§ Work instruction: For the string "vegetation", search the entries below and copy every line where it appears.
════
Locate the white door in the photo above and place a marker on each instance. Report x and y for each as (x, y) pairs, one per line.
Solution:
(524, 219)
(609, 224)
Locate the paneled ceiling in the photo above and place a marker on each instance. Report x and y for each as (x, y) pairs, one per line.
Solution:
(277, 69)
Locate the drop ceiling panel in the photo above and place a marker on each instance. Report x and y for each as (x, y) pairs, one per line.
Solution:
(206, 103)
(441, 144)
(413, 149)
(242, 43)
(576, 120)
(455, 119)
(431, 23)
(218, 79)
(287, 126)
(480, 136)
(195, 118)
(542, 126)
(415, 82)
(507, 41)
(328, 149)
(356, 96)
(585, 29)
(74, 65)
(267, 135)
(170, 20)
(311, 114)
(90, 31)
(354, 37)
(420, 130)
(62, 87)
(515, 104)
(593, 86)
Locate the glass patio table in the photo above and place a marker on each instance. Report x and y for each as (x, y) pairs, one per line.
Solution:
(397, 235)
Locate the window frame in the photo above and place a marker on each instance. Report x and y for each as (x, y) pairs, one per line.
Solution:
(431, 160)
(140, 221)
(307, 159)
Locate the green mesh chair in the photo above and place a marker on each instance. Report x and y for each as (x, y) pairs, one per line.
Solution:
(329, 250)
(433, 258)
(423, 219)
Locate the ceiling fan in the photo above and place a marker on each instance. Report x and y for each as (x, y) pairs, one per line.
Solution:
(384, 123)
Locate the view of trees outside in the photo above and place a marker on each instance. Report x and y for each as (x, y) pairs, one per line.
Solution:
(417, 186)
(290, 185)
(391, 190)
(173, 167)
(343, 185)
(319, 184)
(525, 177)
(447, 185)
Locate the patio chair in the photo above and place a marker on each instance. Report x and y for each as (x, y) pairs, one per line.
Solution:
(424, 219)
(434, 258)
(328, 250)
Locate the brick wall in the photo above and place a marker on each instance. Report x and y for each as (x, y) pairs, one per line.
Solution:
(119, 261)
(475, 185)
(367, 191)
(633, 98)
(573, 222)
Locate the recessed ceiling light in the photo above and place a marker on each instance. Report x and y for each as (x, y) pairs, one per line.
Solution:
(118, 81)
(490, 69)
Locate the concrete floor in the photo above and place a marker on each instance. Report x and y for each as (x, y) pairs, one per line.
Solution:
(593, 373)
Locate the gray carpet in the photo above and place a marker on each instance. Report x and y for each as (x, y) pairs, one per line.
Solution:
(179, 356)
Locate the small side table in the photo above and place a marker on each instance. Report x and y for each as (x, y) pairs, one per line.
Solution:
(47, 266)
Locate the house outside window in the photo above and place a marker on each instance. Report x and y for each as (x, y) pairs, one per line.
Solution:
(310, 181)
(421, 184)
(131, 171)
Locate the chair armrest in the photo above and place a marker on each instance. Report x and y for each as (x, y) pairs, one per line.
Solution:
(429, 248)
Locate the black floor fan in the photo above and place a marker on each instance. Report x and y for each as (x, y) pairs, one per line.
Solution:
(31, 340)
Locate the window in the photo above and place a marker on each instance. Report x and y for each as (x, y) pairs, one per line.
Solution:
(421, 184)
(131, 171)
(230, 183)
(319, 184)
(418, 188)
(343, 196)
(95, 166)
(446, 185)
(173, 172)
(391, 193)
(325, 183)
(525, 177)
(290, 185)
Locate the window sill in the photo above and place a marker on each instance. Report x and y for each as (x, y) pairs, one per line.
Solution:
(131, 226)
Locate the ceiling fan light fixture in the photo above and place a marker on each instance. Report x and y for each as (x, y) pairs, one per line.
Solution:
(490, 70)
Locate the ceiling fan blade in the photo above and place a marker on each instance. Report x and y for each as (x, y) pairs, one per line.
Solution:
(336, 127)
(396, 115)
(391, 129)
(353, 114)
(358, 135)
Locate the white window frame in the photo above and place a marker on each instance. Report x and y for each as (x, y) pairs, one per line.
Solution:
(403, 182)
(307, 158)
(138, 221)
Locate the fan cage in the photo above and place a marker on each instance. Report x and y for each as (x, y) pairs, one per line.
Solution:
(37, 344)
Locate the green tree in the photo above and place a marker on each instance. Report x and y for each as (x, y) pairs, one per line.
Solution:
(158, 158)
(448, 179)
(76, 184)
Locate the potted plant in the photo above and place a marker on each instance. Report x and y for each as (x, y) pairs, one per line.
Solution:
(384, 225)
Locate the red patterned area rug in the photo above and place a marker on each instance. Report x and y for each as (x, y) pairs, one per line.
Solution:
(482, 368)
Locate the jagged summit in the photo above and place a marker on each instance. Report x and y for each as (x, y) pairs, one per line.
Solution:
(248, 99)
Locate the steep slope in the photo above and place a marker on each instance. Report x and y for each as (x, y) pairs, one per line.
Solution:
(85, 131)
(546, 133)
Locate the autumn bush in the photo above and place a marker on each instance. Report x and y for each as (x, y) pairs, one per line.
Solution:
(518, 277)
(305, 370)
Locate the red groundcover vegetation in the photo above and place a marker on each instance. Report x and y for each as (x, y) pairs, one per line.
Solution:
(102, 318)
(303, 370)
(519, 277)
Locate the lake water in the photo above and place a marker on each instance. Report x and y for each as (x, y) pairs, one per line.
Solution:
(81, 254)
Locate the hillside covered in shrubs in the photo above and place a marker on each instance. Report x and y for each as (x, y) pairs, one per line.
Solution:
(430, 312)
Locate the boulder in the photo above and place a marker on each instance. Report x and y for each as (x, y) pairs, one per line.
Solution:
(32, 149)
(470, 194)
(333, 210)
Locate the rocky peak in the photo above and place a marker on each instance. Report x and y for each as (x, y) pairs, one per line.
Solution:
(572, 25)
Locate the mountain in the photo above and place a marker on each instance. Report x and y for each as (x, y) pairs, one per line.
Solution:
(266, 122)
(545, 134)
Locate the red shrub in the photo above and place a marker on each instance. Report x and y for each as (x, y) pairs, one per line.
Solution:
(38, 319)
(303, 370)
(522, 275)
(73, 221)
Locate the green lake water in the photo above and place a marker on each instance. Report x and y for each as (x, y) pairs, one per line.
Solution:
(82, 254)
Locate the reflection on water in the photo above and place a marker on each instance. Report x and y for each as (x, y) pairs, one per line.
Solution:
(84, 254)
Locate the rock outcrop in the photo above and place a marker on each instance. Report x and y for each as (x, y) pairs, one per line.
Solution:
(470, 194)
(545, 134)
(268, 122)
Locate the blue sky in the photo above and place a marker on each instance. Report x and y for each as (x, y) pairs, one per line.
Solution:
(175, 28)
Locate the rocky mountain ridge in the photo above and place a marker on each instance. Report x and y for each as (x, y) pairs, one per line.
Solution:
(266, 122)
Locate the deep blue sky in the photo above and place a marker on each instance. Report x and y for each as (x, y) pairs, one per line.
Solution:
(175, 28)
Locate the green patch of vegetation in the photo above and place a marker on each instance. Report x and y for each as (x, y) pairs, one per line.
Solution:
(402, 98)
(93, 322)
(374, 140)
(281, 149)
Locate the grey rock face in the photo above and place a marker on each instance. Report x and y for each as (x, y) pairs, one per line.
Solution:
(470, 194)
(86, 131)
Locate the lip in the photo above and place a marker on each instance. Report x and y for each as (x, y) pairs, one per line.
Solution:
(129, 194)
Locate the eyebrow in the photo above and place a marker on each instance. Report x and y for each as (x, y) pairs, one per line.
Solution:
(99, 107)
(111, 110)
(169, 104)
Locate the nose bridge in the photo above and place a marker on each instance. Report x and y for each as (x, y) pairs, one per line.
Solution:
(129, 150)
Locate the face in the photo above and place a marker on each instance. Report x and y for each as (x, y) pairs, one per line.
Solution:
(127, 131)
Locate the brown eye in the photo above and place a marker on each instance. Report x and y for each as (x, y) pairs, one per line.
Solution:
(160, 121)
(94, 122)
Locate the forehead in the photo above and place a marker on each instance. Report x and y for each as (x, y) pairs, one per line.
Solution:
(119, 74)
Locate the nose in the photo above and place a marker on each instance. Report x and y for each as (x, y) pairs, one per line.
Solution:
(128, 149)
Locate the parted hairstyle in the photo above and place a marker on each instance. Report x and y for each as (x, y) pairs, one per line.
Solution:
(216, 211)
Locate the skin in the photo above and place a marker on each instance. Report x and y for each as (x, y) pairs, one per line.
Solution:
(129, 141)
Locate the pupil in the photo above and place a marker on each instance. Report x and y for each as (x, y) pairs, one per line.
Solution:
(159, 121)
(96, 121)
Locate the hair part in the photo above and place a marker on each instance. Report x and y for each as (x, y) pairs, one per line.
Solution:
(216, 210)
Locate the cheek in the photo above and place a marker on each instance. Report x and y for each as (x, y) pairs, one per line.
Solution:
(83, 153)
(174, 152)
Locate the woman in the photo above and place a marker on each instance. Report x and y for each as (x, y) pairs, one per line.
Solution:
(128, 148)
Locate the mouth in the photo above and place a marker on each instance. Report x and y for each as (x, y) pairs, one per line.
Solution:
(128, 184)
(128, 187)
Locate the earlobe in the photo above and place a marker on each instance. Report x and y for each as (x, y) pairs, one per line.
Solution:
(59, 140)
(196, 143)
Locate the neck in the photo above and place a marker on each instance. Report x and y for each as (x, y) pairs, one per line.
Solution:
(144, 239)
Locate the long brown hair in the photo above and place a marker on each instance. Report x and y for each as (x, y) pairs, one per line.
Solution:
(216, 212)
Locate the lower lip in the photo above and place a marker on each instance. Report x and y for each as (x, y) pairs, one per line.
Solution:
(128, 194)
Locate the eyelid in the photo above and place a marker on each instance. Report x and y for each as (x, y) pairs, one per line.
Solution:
════
§ Finished exercise:
Locate the red groundcover vegetation in the photo above and place a marker on each instance. Report x and y for each as (x, y) pairs, one per line.
Locate the green patch of vegetation in the photo above and place a marker on each instance. Report x and y for each as (x, y) pairs, one per line.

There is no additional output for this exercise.